== Aim ==
Please pick out every line of the data below that contains the word "blue" and copy each one.

-- START OF Input data --

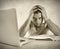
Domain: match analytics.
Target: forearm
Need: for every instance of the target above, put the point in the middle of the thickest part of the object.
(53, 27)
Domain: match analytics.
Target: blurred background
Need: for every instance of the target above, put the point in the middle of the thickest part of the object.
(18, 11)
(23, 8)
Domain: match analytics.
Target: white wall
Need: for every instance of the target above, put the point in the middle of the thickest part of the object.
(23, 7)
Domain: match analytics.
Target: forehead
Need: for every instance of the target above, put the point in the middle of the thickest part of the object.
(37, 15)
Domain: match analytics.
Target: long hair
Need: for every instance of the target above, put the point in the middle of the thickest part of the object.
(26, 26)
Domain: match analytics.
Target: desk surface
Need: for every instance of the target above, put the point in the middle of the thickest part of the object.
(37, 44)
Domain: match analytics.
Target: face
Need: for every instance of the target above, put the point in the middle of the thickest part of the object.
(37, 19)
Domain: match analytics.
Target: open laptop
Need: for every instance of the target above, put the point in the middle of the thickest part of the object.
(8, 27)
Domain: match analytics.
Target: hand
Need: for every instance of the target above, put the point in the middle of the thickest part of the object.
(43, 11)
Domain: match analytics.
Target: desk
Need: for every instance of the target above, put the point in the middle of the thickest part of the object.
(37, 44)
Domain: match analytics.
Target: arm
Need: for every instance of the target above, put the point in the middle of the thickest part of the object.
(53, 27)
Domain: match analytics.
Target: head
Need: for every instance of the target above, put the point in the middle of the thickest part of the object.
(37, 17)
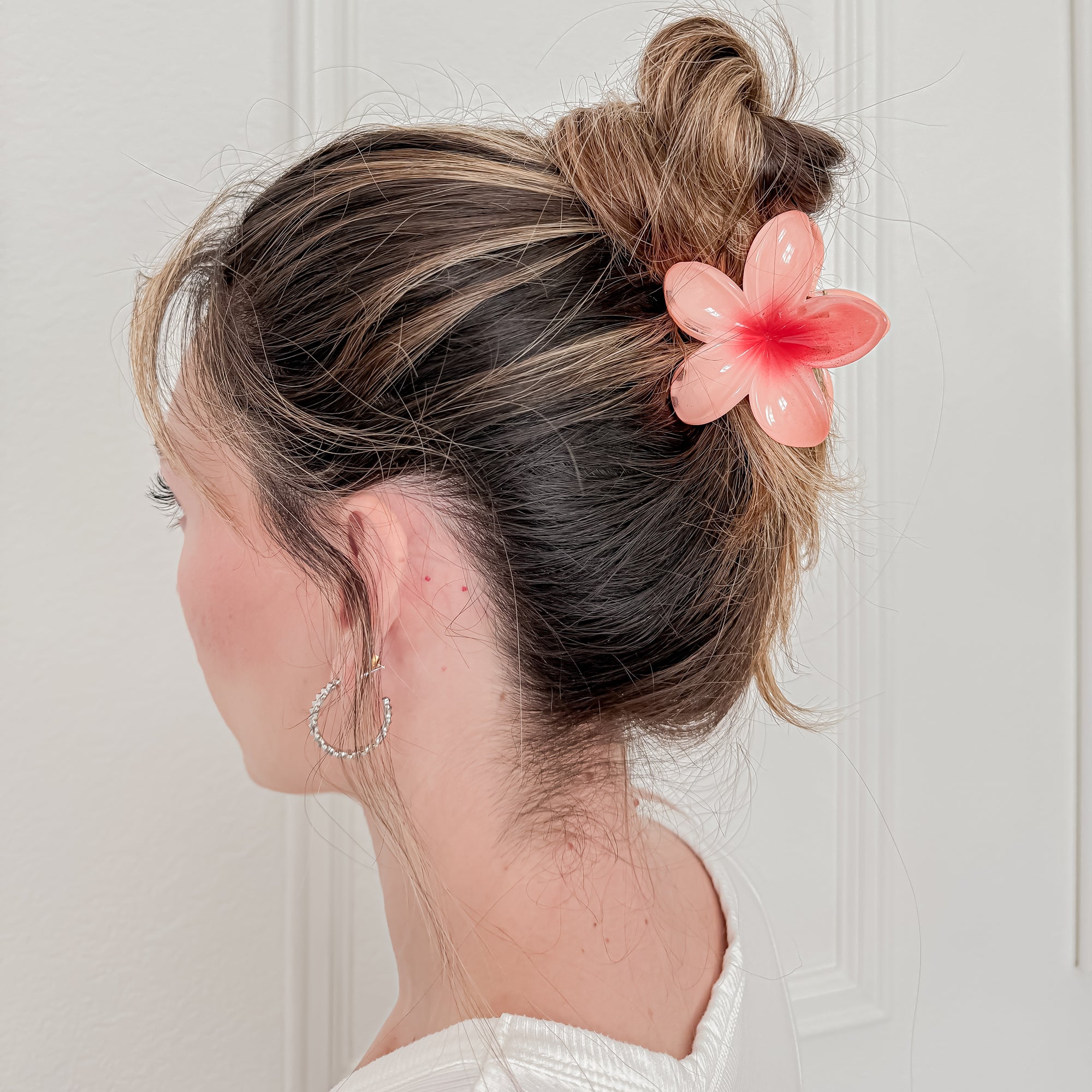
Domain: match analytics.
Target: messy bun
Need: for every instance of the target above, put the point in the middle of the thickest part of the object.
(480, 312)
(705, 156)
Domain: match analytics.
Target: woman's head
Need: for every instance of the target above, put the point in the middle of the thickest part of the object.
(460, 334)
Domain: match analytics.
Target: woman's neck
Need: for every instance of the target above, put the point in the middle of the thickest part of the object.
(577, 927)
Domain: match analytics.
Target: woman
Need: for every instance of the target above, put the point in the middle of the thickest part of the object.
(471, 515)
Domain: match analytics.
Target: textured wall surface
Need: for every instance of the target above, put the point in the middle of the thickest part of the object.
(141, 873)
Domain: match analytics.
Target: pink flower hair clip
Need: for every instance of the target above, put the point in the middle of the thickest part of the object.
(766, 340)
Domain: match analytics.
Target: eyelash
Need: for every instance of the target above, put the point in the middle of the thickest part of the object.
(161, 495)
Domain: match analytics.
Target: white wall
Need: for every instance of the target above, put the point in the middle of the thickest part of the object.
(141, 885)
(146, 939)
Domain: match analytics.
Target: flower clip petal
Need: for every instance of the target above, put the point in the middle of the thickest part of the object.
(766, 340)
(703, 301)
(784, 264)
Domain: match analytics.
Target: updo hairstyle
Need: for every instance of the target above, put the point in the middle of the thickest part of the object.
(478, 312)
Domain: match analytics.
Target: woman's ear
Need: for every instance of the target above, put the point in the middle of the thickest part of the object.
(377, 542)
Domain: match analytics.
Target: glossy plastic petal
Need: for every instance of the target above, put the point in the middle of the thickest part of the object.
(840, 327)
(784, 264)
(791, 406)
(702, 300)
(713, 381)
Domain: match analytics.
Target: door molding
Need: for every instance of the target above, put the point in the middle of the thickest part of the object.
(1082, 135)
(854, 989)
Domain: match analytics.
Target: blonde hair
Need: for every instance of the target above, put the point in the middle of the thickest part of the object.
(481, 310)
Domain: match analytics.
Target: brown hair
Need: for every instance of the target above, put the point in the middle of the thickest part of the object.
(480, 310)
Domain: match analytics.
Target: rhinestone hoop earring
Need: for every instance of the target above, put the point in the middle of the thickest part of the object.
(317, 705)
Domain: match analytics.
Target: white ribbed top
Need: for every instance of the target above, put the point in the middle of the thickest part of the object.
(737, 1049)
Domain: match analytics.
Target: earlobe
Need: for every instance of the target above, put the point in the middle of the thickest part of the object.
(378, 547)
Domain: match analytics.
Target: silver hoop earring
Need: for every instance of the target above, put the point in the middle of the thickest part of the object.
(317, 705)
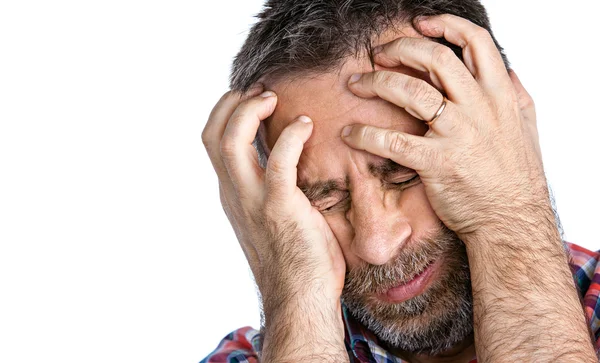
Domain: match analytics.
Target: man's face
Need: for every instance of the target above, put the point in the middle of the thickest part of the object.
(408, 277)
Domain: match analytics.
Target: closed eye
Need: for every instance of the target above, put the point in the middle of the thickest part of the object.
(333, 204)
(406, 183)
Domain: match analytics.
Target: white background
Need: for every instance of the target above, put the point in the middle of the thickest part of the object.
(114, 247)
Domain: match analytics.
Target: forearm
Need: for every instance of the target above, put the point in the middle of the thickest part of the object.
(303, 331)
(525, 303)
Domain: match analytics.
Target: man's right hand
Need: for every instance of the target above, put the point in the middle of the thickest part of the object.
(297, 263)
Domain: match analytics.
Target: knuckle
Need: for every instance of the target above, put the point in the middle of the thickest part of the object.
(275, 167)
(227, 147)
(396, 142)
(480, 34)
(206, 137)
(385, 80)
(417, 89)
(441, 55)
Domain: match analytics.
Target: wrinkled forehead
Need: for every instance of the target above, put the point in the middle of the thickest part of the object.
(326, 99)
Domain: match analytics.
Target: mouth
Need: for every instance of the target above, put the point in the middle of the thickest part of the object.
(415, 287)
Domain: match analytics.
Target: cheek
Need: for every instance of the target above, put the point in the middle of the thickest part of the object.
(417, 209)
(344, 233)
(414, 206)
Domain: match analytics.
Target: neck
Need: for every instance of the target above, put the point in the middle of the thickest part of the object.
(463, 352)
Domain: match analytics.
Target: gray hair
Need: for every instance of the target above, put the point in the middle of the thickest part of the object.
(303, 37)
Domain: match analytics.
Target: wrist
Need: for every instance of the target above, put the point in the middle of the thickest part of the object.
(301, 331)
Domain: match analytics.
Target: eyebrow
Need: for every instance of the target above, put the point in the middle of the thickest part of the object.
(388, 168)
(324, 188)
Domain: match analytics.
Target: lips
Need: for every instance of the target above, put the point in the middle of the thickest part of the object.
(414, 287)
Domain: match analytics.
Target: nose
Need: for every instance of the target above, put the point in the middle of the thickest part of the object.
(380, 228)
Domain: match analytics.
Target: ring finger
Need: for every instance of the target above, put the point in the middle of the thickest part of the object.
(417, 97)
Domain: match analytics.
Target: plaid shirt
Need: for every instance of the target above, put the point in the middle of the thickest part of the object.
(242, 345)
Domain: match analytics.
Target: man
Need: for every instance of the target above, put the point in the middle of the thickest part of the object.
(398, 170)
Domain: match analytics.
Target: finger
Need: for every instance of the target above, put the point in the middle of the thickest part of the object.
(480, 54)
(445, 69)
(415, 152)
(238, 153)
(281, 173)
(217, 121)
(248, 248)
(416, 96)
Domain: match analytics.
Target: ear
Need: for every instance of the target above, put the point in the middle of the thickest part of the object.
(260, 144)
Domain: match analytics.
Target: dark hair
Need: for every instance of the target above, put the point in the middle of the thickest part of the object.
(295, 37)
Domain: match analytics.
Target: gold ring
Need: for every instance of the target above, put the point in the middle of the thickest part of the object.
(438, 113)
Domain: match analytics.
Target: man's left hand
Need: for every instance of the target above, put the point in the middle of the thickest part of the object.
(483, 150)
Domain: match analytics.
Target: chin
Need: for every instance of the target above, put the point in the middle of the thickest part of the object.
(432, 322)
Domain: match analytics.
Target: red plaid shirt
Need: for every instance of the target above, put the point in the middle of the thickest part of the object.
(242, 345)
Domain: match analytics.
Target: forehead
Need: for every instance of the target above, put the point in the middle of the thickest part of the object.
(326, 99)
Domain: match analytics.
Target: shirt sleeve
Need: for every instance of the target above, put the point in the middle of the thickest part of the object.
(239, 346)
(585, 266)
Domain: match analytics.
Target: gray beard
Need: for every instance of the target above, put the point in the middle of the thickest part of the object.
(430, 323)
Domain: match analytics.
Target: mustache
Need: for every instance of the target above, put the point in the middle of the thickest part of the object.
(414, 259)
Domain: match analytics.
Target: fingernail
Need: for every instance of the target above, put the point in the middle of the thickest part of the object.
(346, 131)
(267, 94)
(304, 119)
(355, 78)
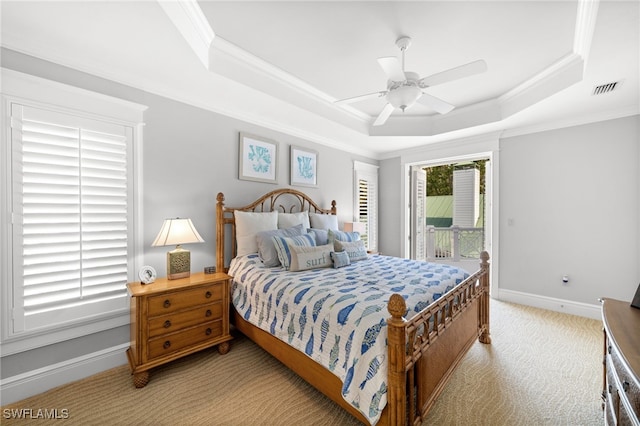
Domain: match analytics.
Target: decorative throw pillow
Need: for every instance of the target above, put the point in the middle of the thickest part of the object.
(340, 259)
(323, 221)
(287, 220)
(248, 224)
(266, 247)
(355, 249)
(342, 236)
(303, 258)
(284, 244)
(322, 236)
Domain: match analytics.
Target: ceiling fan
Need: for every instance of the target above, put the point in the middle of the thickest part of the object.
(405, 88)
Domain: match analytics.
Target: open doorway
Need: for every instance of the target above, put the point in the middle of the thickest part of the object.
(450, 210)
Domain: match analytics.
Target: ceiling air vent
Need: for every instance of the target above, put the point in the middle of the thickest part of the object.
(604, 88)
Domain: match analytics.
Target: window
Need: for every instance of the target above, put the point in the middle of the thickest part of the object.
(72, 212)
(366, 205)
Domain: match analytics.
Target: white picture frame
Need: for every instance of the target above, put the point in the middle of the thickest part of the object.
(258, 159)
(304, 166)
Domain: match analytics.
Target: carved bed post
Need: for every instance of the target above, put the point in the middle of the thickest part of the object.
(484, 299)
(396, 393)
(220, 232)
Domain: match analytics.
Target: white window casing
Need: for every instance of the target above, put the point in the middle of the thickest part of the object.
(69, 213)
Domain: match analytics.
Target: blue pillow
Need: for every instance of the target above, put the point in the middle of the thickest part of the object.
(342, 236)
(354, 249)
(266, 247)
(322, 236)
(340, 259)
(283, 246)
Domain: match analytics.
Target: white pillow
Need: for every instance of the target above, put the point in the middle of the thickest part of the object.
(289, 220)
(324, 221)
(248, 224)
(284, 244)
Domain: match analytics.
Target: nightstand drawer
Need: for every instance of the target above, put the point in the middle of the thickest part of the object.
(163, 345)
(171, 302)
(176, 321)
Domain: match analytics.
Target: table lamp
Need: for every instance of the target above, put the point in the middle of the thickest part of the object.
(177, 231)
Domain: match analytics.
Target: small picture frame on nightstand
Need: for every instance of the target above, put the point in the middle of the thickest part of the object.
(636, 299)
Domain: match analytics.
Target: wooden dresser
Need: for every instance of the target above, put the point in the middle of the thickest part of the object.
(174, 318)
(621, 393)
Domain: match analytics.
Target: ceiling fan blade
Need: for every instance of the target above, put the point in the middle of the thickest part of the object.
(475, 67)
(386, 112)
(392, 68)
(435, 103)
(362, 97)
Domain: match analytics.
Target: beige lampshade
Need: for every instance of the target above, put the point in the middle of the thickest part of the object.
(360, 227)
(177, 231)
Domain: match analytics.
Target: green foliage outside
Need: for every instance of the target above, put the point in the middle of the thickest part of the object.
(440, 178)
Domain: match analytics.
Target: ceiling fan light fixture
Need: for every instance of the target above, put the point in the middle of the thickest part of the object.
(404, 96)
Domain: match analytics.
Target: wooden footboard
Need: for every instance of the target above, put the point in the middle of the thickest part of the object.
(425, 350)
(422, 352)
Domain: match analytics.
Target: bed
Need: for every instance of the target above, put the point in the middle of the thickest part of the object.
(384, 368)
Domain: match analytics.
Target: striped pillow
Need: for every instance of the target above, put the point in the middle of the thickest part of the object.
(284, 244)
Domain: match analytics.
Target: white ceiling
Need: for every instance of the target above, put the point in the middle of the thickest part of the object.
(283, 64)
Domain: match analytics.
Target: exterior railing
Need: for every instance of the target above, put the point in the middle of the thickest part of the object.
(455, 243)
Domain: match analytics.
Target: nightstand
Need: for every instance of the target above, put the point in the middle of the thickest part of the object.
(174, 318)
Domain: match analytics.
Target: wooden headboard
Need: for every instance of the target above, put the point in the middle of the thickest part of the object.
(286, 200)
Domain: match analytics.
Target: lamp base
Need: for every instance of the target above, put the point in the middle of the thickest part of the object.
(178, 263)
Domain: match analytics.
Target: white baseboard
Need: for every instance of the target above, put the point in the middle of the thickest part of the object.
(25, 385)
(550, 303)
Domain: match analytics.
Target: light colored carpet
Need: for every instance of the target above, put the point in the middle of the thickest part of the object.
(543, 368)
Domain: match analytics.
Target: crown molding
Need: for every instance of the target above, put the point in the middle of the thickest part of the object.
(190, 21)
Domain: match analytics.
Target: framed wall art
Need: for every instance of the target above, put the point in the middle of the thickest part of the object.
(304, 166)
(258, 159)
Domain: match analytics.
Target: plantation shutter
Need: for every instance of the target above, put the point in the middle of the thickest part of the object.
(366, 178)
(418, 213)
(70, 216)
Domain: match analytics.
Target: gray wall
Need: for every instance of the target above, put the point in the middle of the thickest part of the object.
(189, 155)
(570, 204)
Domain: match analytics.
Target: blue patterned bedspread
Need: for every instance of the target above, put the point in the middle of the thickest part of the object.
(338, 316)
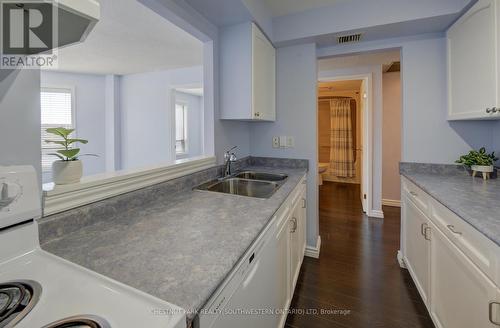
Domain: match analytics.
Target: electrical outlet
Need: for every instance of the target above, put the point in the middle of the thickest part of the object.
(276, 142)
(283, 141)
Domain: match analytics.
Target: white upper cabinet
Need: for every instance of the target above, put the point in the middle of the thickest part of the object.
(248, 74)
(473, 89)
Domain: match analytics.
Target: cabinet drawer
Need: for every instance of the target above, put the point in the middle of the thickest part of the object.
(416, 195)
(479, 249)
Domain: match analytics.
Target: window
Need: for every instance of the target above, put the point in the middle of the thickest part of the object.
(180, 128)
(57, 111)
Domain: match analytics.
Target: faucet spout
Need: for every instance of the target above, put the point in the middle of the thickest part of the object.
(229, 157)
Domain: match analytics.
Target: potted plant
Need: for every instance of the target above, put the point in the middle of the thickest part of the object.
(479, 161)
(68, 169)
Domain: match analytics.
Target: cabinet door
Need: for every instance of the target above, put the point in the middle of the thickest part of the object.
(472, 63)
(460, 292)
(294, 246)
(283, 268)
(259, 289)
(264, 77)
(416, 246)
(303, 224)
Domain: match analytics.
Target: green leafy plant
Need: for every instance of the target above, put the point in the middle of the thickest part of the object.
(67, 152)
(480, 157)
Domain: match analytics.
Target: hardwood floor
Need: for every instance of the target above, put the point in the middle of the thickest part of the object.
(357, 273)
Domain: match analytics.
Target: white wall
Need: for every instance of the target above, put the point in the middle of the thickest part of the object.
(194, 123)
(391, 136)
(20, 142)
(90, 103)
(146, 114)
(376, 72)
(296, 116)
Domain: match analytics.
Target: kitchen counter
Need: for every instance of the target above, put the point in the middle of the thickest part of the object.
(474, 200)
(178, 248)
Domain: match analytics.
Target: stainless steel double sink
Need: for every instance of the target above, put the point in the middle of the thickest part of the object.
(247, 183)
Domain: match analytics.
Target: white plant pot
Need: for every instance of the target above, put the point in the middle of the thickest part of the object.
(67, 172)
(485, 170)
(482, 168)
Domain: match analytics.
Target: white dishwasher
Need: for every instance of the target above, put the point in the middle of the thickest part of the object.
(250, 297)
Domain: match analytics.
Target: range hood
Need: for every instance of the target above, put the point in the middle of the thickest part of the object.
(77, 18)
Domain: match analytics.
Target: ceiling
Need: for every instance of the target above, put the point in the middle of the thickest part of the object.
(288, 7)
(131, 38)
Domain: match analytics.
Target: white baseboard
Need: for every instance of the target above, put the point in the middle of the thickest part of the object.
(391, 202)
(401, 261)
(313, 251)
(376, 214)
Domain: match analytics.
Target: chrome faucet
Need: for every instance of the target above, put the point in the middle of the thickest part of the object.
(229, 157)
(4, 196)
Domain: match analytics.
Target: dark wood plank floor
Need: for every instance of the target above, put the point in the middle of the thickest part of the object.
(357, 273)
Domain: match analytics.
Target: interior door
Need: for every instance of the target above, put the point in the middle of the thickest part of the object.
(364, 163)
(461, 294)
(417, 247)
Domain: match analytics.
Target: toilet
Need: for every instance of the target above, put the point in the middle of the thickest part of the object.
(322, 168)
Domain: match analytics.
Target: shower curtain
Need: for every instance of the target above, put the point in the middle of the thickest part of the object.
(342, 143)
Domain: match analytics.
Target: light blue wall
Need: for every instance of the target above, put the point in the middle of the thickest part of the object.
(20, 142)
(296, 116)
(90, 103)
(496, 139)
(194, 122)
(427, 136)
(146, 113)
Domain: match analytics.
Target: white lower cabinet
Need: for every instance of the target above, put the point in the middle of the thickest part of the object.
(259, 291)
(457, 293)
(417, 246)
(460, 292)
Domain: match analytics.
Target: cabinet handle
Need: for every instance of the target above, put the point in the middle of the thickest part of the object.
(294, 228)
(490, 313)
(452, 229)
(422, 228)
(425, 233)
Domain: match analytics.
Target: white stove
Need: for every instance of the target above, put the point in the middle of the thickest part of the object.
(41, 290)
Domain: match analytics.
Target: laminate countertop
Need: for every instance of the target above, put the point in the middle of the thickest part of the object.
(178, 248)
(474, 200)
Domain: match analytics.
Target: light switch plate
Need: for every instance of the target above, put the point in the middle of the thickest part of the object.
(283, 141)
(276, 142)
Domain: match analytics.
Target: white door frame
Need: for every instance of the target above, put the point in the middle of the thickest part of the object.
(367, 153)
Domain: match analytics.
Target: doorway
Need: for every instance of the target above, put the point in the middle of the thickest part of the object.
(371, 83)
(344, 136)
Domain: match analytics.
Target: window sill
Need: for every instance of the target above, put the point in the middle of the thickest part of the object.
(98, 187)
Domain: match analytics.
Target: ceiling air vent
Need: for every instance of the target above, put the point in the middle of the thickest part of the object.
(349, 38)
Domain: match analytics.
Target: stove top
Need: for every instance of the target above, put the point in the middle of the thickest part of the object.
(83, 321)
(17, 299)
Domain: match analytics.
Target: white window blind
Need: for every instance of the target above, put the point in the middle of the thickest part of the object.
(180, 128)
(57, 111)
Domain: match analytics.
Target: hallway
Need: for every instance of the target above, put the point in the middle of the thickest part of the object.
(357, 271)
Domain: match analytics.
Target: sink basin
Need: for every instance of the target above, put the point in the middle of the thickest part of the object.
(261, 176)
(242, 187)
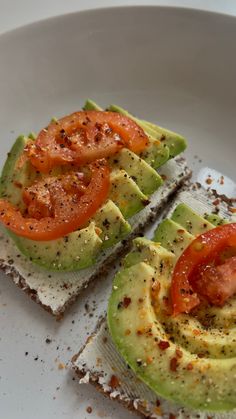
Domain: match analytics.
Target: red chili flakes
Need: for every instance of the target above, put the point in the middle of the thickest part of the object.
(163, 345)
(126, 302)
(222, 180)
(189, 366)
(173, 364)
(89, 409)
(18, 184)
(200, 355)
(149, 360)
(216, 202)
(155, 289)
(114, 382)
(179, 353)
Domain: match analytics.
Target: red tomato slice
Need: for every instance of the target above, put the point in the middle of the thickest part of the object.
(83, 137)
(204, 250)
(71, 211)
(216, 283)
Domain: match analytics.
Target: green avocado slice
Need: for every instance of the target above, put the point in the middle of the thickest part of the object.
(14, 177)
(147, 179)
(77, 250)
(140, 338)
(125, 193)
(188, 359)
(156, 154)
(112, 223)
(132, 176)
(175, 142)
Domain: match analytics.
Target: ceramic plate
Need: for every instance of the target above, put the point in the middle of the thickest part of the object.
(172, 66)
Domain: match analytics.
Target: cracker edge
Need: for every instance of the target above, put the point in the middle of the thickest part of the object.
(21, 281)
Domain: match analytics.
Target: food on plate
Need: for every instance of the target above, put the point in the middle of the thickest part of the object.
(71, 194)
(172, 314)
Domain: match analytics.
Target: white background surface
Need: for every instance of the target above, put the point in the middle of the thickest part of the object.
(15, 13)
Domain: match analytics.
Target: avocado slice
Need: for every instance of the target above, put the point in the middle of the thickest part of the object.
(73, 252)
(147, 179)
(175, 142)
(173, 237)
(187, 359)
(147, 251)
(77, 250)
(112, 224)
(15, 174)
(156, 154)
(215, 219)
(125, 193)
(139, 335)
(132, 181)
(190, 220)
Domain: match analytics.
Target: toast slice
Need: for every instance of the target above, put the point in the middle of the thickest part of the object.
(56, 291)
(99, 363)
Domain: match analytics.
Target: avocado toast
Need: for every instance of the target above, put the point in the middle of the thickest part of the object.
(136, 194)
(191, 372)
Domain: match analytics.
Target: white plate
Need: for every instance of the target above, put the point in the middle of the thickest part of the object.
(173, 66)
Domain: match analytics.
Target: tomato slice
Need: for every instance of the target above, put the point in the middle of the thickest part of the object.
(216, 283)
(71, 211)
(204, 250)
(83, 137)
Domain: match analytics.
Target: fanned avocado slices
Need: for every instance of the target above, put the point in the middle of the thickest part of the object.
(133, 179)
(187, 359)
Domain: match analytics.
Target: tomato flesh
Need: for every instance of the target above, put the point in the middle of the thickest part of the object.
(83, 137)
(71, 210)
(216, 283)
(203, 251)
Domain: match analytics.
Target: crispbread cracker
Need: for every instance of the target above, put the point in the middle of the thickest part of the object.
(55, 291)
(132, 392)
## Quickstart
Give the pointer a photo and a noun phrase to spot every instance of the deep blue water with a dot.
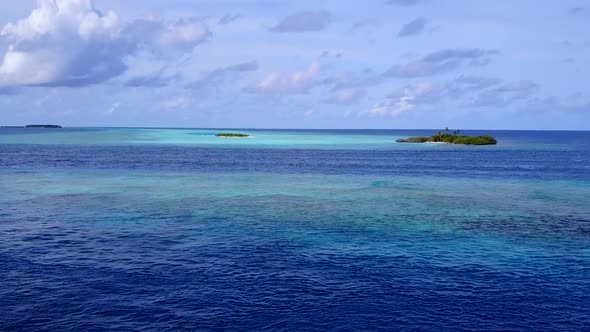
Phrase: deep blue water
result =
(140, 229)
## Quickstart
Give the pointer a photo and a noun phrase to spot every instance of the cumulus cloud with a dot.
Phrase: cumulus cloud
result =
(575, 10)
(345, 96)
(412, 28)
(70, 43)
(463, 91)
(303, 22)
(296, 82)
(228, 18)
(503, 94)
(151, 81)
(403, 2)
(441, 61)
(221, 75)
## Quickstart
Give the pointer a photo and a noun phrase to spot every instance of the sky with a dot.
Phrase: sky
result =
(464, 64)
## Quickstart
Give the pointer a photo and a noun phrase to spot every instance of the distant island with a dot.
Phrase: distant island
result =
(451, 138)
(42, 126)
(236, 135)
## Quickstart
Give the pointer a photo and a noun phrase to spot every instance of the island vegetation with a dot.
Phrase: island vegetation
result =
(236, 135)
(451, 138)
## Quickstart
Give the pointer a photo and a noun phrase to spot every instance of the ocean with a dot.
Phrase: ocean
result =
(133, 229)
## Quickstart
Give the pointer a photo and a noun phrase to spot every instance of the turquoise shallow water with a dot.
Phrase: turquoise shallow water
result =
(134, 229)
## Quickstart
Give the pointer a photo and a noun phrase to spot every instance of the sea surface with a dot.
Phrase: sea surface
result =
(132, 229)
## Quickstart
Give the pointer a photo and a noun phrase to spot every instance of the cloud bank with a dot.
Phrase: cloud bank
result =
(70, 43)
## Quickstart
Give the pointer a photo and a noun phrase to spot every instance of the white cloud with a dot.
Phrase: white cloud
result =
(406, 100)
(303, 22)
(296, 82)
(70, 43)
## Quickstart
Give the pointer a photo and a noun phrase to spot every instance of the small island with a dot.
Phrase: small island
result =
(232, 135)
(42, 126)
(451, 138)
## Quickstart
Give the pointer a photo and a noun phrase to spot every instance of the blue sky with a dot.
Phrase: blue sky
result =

-- END OF Input data --

== Reply to the task ==
Target: blue pillow
Target: blue patterned bedspread
Target: light blue wall
Give the pointer a photo and a noun phrase to spot every instance of the deep blue water with a dot.
Phrase: deep blue water
Give the pointer a photo and a noun phrase to spot every instance of the blue sky with a dot.
Phrase: blue sky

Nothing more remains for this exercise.